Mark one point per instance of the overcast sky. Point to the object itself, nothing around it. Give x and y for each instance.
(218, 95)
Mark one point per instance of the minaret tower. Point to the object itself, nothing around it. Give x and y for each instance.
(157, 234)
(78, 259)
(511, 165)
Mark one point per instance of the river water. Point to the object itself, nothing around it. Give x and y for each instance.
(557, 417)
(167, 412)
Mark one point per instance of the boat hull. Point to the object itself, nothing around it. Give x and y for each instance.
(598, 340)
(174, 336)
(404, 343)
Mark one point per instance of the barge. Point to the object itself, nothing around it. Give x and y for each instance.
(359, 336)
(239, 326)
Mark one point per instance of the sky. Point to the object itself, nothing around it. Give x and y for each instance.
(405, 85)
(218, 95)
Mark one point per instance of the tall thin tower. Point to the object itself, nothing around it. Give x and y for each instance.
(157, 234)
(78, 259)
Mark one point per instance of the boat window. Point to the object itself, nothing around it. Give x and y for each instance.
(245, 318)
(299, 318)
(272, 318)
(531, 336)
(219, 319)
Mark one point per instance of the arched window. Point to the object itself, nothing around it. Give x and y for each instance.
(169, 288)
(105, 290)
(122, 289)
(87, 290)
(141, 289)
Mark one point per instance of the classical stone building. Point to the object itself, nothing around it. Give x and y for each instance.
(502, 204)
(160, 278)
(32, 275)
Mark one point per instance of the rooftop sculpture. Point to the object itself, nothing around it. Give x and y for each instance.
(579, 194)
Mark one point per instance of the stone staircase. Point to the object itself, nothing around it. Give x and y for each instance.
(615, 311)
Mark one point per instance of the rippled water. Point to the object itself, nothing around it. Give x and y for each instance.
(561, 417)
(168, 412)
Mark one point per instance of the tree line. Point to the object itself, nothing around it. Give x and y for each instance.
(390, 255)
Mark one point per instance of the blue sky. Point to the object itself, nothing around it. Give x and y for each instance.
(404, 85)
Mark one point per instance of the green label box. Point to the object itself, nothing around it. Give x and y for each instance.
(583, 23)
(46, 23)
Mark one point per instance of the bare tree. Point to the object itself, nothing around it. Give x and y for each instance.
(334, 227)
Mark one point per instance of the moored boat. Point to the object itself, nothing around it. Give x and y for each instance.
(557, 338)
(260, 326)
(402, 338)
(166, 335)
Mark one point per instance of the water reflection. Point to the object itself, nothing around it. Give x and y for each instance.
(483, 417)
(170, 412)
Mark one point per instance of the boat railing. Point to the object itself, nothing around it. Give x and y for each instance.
○ ○ ○ ○ ○ ○ ○
Set exercise – Rewrite everything from the line containing "Mark one point per instance of the tree" down to the last line of the data above, keeping the requests, and add -52 to every x and y coordinate in the answers. Include both that starting line and the final line.

Answer to the problem –
Mark one point per instance of the tree line. Point to the object itself, nothing around it. Give x and y for each instance.
(338, 203)
Mark one point per instance of the blue sky. Point to the object itself, nothing around it. Give x and y for each instance.
(352, 33)
Mark one point per instance of the green label box. Point to the object itself, nothing around it. Give x and y for each instance.
(531, -29)
(-6, -29)
Mark one point per instance of the bare tree. Point to the object itself, nothing around it. Give x and y for each instance.
(282, 175)
Mark one point per instance of the moored boat. Point to the object itself, nothing around it. Give x and y for each instance.
(505, 286)
(208, 274)
(350, 286)
(114, 283)
Mark one point per instance of the water reflection. Point to the object itself, nothing around it. Give x and y for each instance.
(431, 365)
(118, 360)
Mark one point per instance of the boat railing. Point to the object itself, nothing around it. Give x and y for each instance.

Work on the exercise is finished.